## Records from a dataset
* begin *

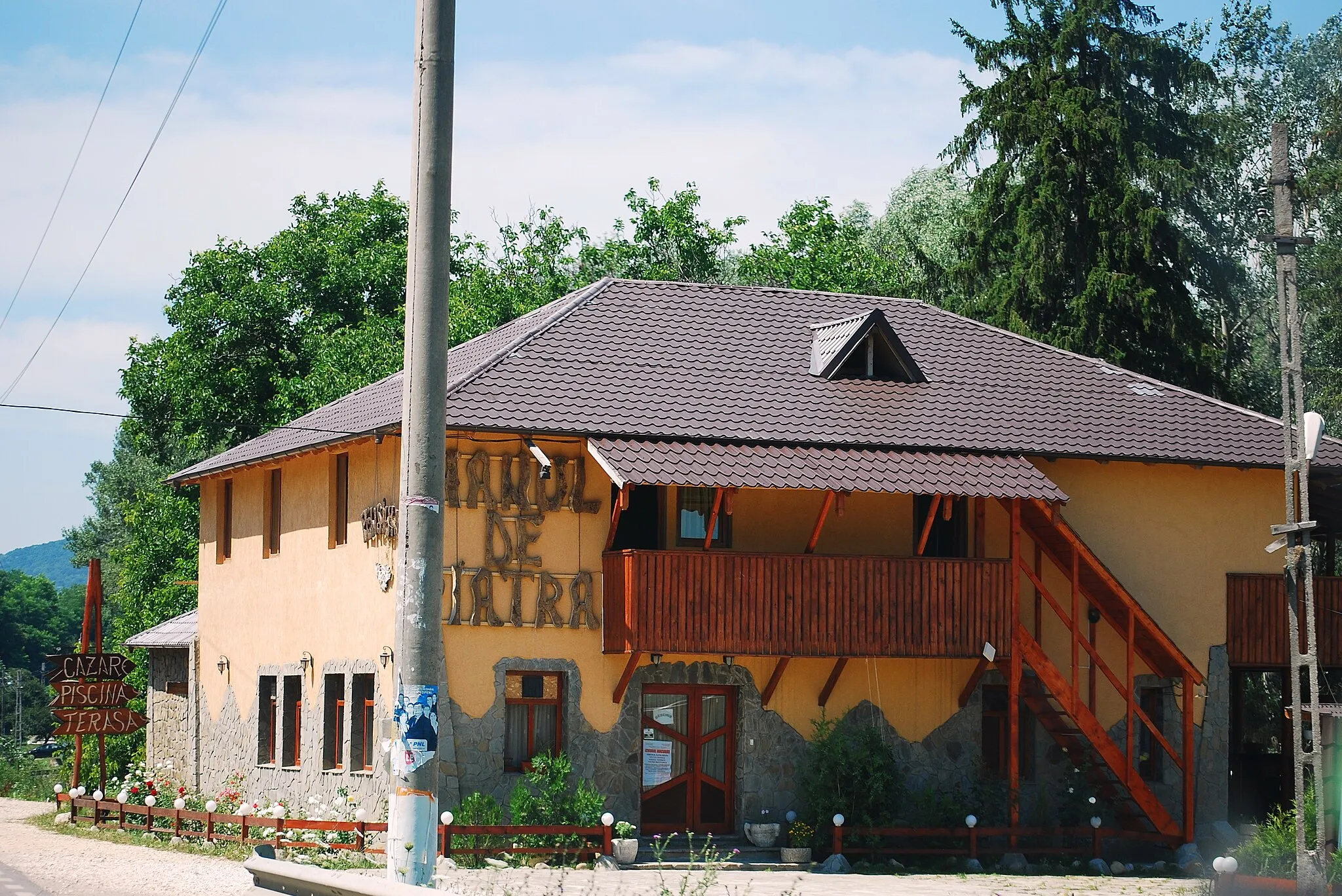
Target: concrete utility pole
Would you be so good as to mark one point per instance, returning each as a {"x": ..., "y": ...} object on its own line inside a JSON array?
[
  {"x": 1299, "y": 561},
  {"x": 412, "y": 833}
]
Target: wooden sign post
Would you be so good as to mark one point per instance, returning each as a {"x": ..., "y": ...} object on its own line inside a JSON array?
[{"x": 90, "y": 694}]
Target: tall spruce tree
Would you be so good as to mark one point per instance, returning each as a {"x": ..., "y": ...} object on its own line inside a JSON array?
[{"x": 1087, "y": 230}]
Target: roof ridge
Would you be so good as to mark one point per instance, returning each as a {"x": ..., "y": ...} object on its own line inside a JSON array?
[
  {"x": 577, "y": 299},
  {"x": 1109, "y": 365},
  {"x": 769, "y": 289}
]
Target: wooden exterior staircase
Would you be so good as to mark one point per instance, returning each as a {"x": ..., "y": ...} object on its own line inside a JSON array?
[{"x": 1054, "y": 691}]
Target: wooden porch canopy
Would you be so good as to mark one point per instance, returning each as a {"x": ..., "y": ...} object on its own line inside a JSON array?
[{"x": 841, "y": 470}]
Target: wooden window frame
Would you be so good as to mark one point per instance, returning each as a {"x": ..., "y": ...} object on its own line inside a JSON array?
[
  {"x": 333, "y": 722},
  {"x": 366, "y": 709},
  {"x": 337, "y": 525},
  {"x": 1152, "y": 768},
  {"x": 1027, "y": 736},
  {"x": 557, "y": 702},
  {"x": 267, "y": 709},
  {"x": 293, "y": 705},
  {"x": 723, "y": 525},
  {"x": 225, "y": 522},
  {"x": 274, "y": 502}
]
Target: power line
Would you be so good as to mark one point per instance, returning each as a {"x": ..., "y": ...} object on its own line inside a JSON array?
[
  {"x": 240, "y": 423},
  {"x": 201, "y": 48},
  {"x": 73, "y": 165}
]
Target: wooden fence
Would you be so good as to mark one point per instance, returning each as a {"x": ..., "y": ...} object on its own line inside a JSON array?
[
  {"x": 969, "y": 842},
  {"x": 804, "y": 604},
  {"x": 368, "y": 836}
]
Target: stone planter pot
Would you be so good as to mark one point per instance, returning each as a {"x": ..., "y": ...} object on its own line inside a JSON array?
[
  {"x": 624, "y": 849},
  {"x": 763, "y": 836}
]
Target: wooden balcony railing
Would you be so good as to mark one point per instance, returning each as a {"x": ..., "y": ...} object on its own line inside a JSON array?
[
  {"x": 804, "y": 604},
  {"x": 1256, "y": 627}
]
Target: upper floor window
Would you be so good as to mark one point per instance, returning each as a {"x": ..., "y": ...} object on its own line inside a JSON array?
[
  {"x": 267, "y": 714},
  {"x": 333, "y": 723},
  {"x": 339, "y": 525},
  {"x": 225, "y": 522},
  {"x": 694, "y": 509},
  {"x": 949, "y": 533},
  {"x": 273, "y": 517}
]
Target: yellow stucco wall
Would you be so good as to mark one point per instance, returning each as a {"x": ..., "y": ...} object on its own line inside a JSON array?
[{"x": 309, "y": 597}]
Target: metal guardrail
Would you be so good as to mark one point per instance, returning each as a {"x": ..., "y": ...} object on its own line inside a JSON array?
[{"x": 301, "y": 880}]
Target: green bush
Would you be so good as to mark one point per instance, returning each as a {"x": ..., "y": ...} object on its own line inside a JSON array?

* end *

## TO BE DONE
Copy all of the records above line for line without changing anything, but leave the pictures out.

## FINAL RESULT
Target: concrete utility pole
Would you be so good as to mark one point per instance, returning each as a {"x": ..., "y": ...} object on its own line inside a JSON array?
[
  {"x": 1299, "y": 561},
  {"x": 412, "y": 833}
]
Target: wooden sign post
Would you be so good as to mark one point per instance, returning each as a {"x": ..., "y": ...} object on its own line inside a JSON array?
[{"x": 90, "y": 694}]
Target: tall spruce tree
Would you be so good as to mark one point per instance, returning each as a {"x": ..., "y": ...} object on its own line inside a JSON array?
[{"x": 1087, "y": 230}]
Target: roof ridge
Would you be so good as to mark one point per instance, returning each as a {"x": ..., "y": ...} object on its own line inside a JSON array?
[
  {"x": 577, "y": 299},
  {"x": 1109, "y": 365},
  {"x": 769, "y": 289}
]
Target: wooden exterior staircase
Would you be so good as to mark one point per instance, returning each as a {"x": ..., "y": ...} object on its own line inside a JSON array?
[{"x": 1054, "y": 691}]
Target: wooden porch canopy
Would you be so good as to mark one point per instance, returning each as a {"x": ..., "y": ...} object on its own line inside a JSON array?
[{"x": 841, "y": 470}]
Target: wooden window frame
Would you be so good as to mark one point per instance, returning each as a {"x": ..., "y": ...} object on its own line inside a JSON array?
[
  {"x": 333, "y": 722},
  {"x": 366, "y": 709},
  {"x": 337, "y": 525},
  {"x": 1152, "y": 768},
  {"x": 1027, "y": 736},
  {"x": 557, "y": 702},
  {"x": 267, "y": 709},
  {"x": 293, "y": 705},
  {"x": 723, "y": 525},
  {"x": 225, "y": 522},
  {"x": 274, "y": 502}
]
Target: power line
Would you be so good as to mark one point per instance, returning each as a {"x": ..., "y": ...} object on its own line inside a JSON array?
[
  {"x": 240, "y": 423},
  {"x": 201, "y": 48},
  {"x": 73, "y": 165}
]
Target: wooden fence
Would you be so good as to mark one point per instance, returning each as a {"x": ..., "y": ...} object on its own line inside a JSON array?
[
  {"x": 969, "y": 842},
  {"x": 804, "y": 604},
  {"x": 368, "y": 836}
]
Target: stone planter pot
Would you be so good as to mark one point per instance, returning each as a {"x": ..., "y": ...} object on its own line inside a JSON array?
[
  {"x": 624, "y": 849},
  {"x": 763, "y": 836}
]
Target: wooden balcony railing
Would you be so good as to mark one point per instance, returning each as a {"x": ..., "y": ...} object on its own line inside a JSON array?
[
  {"x": 804, "y": 604},
  {"x": 1256, "y": 627}
]
Target: upper floor window
Would you be so good as to mark one point per instance, returning each as a {"x": ..., "y": ...} object on its own line inside a JSON array?
[
  {"x": 267, "y": 714},
  {"x": 333, "y": 723},
  {"x": 339, "y": 525},
  {"x": 225, "y": 522},
  {"x": 694, "y": 509},
  {"x": 949, "y": 533},
  {"x": 273, "y": 517}
]
Target: yellow stucco wall
Would you be so good as to mark one point per instance, returning each as a {"x": ..., "y": ...} object on its own line inside a JSON array?
[{"x": 309, "y": 597}]
Target: metal guardrail
Would you be so good as to mark one point per instance, returning each as a {"x": ..., "y": ...} object on its own line inside a JSON array?
[{"x": 301, "y": 880}]
Target: green bush
Would you be so good as to mark one point per instance, returning each as a {"x": ..., "y": ...} object on its own line inside a JSON array?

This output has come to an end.